**What is required:** Note each line in the data holding the string "painted" and report it.

**Input:**
+++++
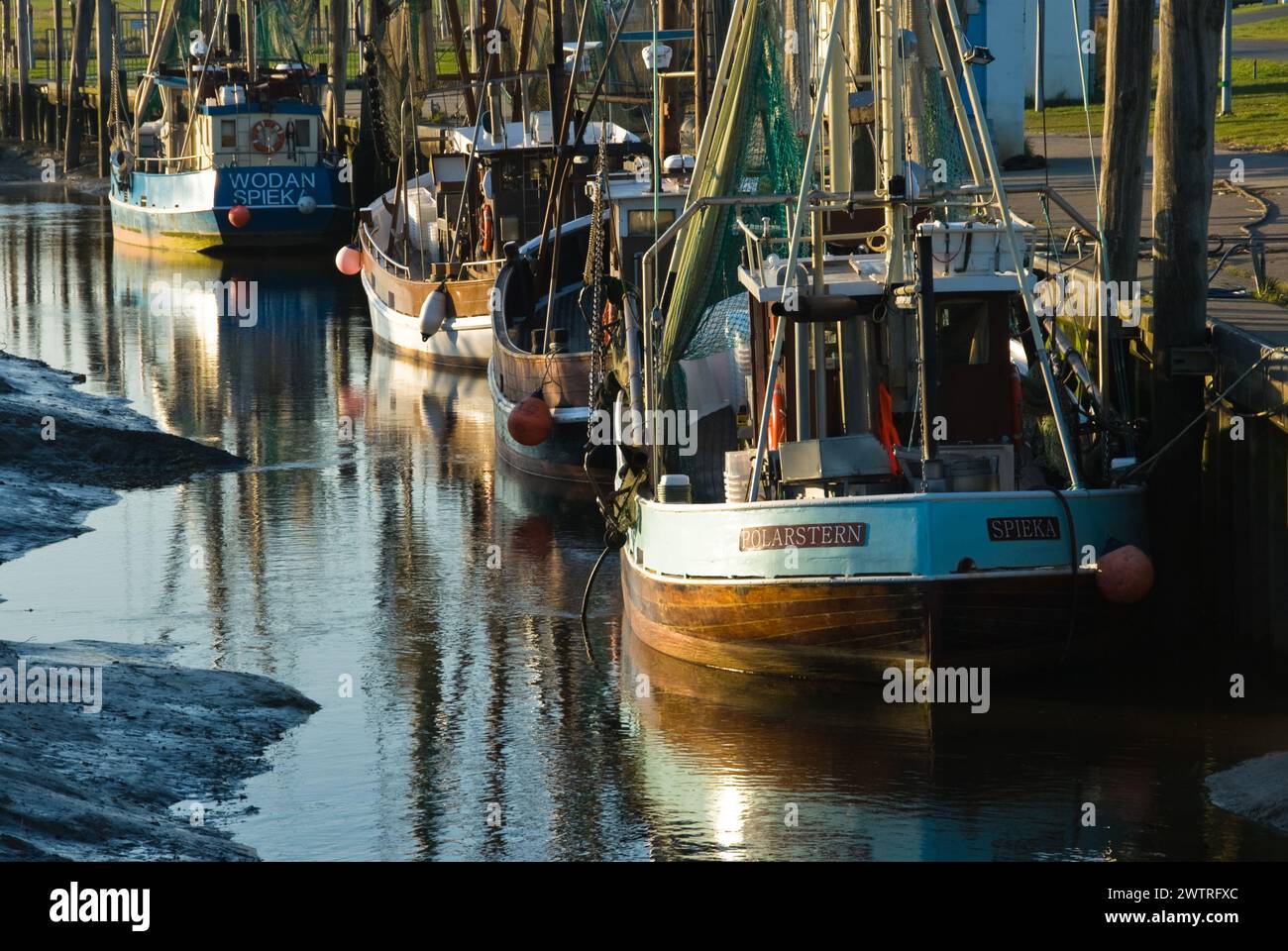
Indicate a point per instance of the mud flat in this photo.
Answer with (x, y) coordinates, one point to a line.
+++++
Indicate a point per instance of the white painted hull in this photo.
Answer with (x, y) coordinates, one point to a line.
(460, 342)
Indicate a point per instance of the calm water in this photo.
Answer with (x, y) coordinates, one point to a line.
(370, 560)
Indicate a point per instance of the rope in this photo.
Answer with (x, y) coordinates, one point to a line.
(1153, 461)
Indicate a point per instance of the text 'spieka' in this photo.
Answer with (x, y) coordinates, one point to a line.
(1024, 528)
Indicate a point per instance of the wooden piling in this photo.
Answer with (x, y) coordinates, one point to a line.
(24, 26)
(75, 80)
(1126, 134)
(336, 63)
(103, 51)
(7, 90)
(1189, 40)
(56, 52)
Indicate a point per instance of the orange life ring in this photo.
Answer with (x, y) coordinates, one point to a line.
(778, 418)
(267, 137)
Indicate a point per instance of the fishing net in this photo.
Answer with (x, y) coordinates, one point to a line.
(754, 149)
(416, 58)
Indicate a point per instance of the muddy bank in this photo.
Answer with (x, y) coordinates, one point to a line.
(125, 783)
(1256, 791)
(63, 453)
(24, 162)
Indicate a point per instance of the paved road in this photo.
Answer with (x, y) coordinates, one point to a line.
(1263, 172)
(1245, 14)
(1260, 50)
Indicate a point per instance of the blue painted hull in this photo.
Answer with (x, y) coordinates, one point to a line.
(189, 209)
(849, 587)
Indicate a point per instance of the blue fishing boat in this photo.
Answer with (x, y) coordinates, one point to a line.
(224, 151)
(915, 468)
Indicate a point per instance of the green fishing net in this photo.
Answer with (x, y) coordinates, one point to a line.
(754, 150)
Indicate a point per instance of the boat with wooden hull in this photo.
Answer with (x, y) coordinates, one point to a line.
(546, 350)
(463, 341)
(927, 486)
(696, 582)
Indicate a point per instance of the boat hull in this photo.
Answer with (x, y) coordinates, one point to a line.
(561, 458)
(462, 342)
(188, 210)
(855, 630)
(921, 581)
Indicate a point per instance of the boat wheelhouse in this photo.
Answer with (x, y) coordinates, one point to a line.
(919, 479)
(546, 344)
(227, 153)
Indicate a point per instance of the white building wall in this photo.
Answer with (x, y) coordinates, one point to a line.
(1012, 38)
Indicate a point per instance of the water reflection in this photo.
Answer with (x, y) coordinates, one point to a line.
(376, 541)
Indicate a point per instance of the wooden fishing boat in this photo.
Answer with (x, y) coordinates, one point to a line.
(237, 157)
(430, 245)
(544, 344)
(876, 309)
+++++
**Output below:**
Indicate a point per instance of the white painted hull in this photo.
Indicate a point per instance of the blue painted hull in this photo.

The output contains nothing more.